- Aim -
Recast the part of the listing below that opens with the line containing "Where can the stone veneer" and closes with the line containing "point(13, 137)" as a numbered list, one line per item. Skip any blank lines and leave the pictures out.

- Provided data -
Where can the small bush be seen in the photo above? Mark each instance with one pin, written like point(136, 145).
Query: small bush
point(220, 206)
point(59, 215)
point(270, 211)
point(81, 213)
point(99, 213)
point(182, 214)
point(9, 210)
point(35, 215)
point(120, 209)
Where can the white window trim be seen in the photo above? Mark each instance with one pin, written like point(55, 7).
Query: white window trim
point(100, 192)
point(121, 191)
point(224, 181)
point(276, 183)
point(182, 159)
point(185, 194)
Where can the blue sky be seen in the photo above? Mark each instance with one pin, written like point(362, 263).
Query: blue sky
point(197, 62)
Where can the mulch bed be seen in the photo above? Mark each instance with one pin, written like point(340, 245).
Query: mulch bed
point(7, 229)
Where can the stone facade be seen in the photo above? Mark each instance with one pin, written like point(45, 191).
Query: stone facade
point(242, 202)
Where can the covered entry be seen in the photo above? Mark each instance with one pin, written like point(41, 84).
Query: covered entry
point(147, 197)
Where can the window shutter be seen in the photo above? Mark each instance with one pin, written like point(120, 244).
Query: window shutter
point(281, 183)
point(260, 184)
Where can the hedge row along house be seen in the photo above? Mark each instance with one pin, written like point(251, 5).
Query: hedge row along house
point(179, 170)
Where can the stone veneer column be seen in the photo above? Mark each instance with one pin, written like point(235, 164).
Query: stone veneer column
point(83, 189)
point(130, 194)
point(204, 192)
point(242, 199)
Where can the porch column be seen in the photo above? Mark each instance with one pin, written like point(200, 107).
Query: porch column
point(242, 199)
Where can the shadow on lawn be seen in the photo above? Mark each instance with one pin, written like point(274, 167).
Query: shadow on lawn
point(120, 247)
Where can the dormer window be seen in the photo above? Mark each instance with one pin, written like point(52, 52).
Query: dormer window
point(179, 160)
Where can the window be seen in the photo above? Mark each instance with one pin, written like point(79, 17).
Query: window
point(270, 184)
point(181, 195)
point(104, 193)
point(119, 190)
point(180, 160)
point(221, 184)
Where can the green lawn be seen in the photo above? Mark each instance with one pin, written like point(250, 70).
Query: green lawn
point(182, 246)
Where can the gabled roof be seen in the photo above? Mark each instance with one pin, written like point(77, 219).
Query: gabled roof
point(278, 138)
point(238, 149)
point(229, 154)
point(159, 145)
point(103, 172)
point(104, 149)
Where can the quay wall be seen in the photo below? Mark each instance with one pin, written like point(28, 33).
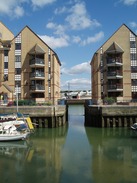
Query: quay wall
point(110, 116)
point(41, 116)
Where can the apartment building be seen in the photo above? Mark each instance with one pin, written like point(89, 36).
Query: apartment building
point(114, 68)
point(29, 68)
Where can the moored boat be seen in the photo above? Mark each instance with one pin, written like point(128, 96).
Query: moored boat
point(17, 120)
point(11, 133)
point(134, 126)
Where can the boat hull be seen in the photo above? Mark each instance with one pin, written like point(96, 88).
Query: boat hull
point(13, 137)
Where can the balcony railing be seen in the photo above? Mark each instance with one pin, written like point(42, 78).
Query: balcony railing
point(115, 87)
point(37, 74)
point(37, 61)
point(114, 61)
point(37, 87)
point(114, 74)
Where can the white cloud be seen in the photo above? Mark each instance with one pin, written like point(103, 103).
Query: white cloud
point(78, 18)
point(19, 11)
point(41, 3)
point(54, 42)
point(76, 39)
point(133, 24)
point(60, 10)
point(78, 69)
point(129, 2)
point(93, 39)
point(12, 8)
point(58, 28)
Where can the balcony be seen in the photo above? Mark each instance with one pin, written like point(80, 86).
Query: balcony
point(37, 62)
point(37, 88)
point(37, 75)
point(114, 62)
point(114, 74)
point(115, 87)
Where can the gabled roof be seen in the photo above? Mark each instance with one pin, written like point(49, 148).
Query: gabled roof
point(41, 40)
point(36, 49)
point(112, 36)
point(114, 48)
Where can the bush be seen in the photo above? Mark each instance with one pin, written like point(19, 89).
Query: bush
point(109, 100)
point(25, 102)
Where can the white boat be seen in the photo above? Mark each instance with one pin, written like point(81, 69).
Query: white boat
point(17, 120)
point(11, 133)
point(134, 126)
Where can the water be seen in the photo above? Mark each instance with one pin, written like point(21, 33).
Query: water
point(71, 154)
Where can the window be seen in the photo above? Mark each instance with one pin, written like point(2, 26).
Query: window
point(134, 69)
point(133, 56)
point(5, 77)
point(17, 46)
point(5, 65)
point(18, 71)
point(18, 83)
point(132, 44)
point(5, 52)
point(17, 58)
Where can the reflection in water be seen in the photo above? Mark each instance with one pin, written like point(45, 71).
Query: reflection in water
point(71, 154)
point(114, 155)
point(37, 161)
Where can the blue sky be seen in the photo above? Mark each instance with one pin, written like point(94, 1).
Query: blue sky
point(74, 29)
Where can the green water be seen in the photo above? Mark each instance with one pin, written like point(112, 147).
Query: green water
point(71, 154)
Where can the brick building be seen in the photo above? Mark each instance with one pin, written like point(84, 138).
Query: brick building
point(28, 67)
point(114, 68)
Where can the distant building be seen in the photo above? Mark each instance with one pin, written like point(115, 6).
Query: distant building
point(28, 66)
point(114, 67)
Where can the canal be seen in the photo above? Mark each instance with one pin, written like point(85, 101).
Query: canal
point(72, 154)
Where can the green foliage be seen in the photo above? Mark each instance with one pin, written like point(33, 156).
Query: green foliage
point(31, 103)
point(109, 100)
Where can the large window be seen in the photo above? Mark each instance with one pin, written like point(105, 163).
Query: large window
point(17, 58)
point(18, 71)
point(133, 56)
point(132, 44)
point(17, 46)
point(6, 52)
point(5, 65)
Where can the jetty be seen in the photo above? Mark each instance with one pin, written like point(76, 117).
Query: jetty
point(41, 116)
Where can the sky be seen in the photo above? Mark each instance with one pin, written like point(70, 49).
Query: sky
point(74, 29)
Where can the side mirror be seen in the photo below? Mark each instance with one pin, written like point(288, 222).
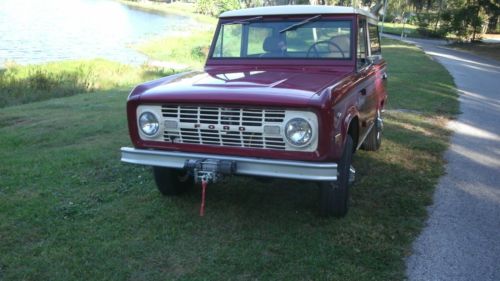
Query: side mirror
point(374, 59)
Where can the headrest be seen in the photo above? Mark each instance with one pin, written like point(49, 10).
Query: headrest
point(271, 44)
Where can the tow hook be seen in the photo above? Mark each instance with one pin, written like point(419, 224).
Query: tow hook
point(207, 171)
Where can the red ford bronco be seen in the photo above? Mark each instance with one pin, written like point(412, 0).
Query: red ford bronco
point(286, 92)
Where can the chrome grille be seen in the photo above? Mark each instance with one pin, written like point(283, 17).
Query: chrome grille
point(223, 126)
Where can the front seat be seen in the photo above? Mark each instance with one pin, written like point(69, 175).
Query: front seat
point(272, 48)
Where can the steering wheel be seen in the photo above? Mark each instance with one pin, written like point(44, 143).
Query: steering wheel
point(327, 42)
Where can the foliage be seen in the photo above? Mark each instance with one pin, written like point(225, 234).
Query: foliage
point(425, 23)
point(216, 7)
point(69, 210)
point(464, 22)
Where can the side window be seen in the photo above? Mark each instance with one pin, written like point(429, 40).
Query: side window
point(374, 39)
point(361, 53)
point(229, 41)
point(256, 37)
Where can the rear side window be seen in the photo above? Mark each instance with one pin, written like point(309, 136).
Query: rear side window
point(374, 39)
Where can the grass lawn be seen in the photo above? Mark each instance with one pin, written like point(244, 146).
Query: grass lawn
point(490, 50)
point(69, 210)
point(397, 29)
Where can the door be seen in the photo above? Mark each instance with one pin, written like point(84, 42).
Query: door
point(366, 74)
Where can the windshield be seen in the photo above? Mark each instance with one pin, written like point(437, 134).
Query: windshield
point(310, 38)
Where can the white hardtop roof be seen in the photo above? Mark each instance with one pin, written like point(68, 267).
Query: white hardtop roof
point(295, 10)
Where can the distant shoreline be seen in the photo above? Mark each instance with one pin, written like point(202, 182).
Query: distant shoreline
point(181, 9)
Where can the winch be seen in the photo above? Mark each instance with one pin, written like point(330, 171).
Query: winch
point(207, 171)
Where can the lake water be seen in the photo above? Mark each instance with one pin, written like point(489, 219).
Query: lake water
point(36, 31)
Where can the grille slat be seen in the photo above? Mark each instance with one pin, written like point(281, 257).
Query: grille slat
point(201, 117)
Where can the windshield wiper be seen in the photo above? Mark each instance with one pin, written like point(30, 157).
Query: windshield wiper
point(295, 25)
point(244, 21)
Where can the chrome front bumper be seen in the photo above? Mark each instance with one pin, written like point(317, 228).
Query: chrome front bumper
point(315, 171)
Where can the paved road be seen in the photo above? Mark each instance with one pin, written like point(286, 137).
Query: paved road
point(461, 240)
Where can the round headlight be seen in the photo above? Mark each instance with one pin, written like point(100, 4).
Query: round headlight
point(298, 132)
point(148, 123)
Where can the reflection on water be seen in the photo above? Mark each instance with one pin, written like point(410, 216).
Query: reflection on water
point(34, 31)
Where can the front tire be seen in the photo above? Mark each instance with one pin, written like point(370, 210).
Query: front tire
point(334, 196)
point(171, 182)
point(374, 138)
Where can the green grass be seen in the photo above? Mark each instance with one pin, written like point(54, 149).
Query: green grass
point(70, 210)
point(397, 29)
point(24, 84)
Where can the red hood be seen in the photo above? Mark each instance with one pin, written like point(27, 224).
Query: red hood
point(293, 87)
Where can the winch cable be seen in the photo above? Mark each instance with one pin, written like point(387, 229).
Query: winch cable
point(204, 184)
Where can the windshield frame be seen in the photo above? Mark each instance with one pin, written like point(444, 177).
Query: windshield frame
point(211, 60)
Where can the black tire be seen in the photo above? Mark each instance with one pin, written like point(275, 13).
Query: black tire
point(374, 138)
point(172, 182)
point(334, 196)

- Solved problem -
1. Where can the stone veneer column be seen in the photo above? Mark each instance with one pin, written like point(235, 164).
2. Query: stone veneer column
3. point(83, 189)
4. point(130, 194)
5. point(204, 192)
6. point(242, 199)
7. Where can the porch column be seen in the photo above? Mark each instance with one pin, written like point(200, 107).
8. Query: porch column
9. point(242, 199)
10. Where can the shadow on lawn be seen in the photo above? Mark each instance with one pin, written like point(274, 167).
11. Query: shadow on lawn
12. point(120, 247)
13. Where can the dormer window be seen in the photo above? Mark each instance with one pin, written like point(52, 52).
14. Query: dormer window
15. point(179, 160)
16. Where can the window be seen in the photo above? Mark each instance with one pin, written like point(79, 17).
17. Query: window
18. point(270, 184)
19. point(181, 195)
20. point(104, 193)
21. point(119, 190)
22. point(180, 160)
23. point(221, 184)
24. Where can the green lawn be seen in the photo above? Mark each instance with one pin, written like point(250, 70).
25. Query: green lawn
26. point(182, 246)
27. Where can the gabled roof be seen in the photo above? Mark each instance with one pin, written like point(77, 219).
28. Query: gabled roof
29. point(278, 138)
30. point(238, 149)
31. point(229, 154)
32. point(159, 145)
33. point(103, 172)
34. point(104, 149)
35. Where can the quay wall be seen in the photo below? Mark each instance with one pin, written like point(28, 33).
36. Query: quay wall
37. point(110, 116)
38. point(41, 116)
39. Where can the apartment building be seen in the photo above? Mark each instance with one pin, written like point(89, 36).
40. Query: apartment building
41. point(114, 68)
42. point(29, 68)
43. Where can the moored boat be seen in the photo above? Mark each instance with one pin, written like point(128, 96).
44. Query: moored boat
45. point(17, 120)
46. point(11, 133)
47. point(134, 126)
48. Where can the boat hull be seen in the photo above? Mark each instance with one pin, written like point(96, 88).
49. Query: boat hull
50. point(13, 137)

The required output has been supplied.